## Complete the following
- a) Set down word for word the passage of the article about Pakistan and Facebook that opens with the words containing "Facebook recently said" and closes with "as free speech.".
- b) According to the article about Pakistan and Facebook, why did Zuckerberg's thinking on Holocaust denial change? Answer in one to three sentences.
- c) Extend the article about Pakistan and Facebook, picking up after its last sentence.

## Text provided
After Holocaust-denial precedent, Pakistan asks Facebook to ban anti-Islam posts

PM Imran Khan writes to Zuckerberg urging removal of all Islamophobic content; rails against France’s Macron for defending publication of cartoons depicting Prophet Muhammed.

Pakistan's Prime Minister Imran Khan speaks to The Associated Press, in Islamabad, Pakistan, Monday, March 16, 2020.  (AP Photo/B.K. Bangash)
Pakistan's Prime Minister Imran Khan speaks to The Associated Press, in Islamabad, Pakistan, Monday, March 16, 2020. (AP Photo/B.K. Bangash)

ISLAMABAD — Pakistani Prime Minister Imran Khan Khan’s on Sunday appealed to Facebook CEO Mark Zuckerberg, asking the social media giant to take down Islamophobic content.

“Given the rampant abuse and vilification of Muslims on social media platforms, I would ask you to place a similar ban on Islamophobia and hate against Islam for Facebook that you have put in place for the Holocaust,” Khan wrote.

Facebook recently said it would ban content that denies or distorts the Holocaust.

That move saw Zuckerberg backtrack on his controversial decision to defend posts denying the Holocaust as free speech.

Zuckerberg said he believed the new policy struck the “right balance” in drawing the lines between what is and isn’t acceptable speech.

“I’ve struggled with the tension between standing for free expression and the harm caused by minimizing or denying the horror of the Holocaust,” he wrote. “My own thinking has evolved as I’ve seen data showing an increase in anti-Semitic violence, as have our wider policies on hate speech.”

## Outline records

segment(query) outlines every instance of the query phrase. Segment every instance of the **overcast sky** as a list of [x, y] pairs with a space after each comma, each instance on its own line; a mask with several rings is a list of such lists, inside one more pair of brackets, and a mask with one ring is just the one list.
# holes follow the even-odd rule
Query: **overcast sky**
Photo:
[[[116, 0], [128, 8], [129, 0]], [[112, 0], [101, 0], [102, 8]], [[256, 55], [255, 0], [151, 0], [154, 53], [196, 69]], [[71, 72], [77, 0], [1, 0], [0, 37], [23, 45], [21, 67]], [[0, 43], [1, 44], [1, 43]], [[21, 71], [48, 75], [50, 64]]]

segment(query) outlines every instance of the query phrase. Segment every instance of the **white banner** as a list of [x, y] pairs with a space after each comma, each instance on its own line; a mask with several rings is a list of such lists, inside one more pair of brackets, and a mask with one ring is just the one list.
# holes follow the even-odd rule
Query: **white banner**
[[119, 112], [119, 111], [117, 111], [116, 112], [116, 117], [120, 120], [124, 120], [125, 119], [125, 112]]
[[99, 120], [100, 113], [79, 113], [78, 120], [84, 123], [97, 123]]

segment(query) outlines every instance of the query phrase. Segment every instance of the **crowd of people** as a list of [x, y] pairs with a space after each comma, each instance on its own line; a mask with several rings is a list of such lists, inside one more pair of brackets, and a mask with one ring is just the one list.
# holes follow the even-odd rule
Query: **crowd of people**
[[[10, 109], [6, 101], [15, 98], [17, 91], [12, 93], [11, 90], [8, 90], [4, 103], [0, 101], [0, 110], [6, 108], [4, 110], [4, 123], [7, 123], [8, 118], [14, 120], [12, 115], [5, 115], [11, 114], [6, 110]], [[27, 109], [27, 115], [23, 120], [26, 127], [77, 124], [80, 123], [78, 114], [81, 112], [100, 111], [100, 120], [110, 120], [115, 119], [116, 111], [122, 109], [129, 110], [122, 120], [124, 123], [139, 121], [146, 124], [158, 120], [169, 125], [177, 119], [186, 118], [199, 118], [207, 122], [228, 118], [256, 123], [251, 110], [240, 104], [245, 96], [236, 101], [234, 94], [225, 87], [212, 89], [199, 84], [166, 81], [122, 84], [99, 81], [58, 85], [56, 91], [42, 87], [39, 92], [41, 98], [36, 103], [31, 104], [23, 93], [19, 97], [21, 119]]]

## Exercise results
- a)
Facebook recently said it would ban content that denies or distorts the Holocaust.

That move saw Zuckerberg backtrack on his controversial decision to defend posts denying the Holocaust as free speech.

- b) Zuckerberg wrote that his thinking evolved as he saw data showing an increase in anti-Semitic violence. He also said he had struggled with the tension between standing for free expression and the harm caused by minimizing or denying the horror of the Holocaust.

- c)
Khan’s appeal to Facebook comes in the midst of a spat with French President Emmanuel Macron, who he accused on Sunday of “attacking Islam,” after the European leader criticized Islamists and defended the publication of cartoons depicting the Prophet Muhammed.

A child holds a photograph of France’s President Emmanuel Macron, stamped with a shoe mark, during a protest against France in Istanbul, Sunday, Oct. 25, 2020. (AP Photo/Emrah Gurel)

Khan’s comments follow statements Macron made last week after a French teacher was beheaded near Paris after he had shown cartoons of the Prophet during a class he was leading on free speech.

Macron said the teacher “was killed because Islamists want our future.”

In a series of tweets, Khan said the remark would sow division.

“This is a time when Pres Macron could have put healing touch & denied space to extremists rather than creating further polarisation & marginalization that inevitably leads to radicalization,” Khan wrote.

“It is unfortunate that he has chosen to encourage Islamophobia by attacking Islam rather than the terrorists who carry out violence, be it Muslims, White Supremacists or Nazi ideologists.”

Macron already sparked controversy earlier this month when he said “Islam is a religion that is in crisis all over the world”.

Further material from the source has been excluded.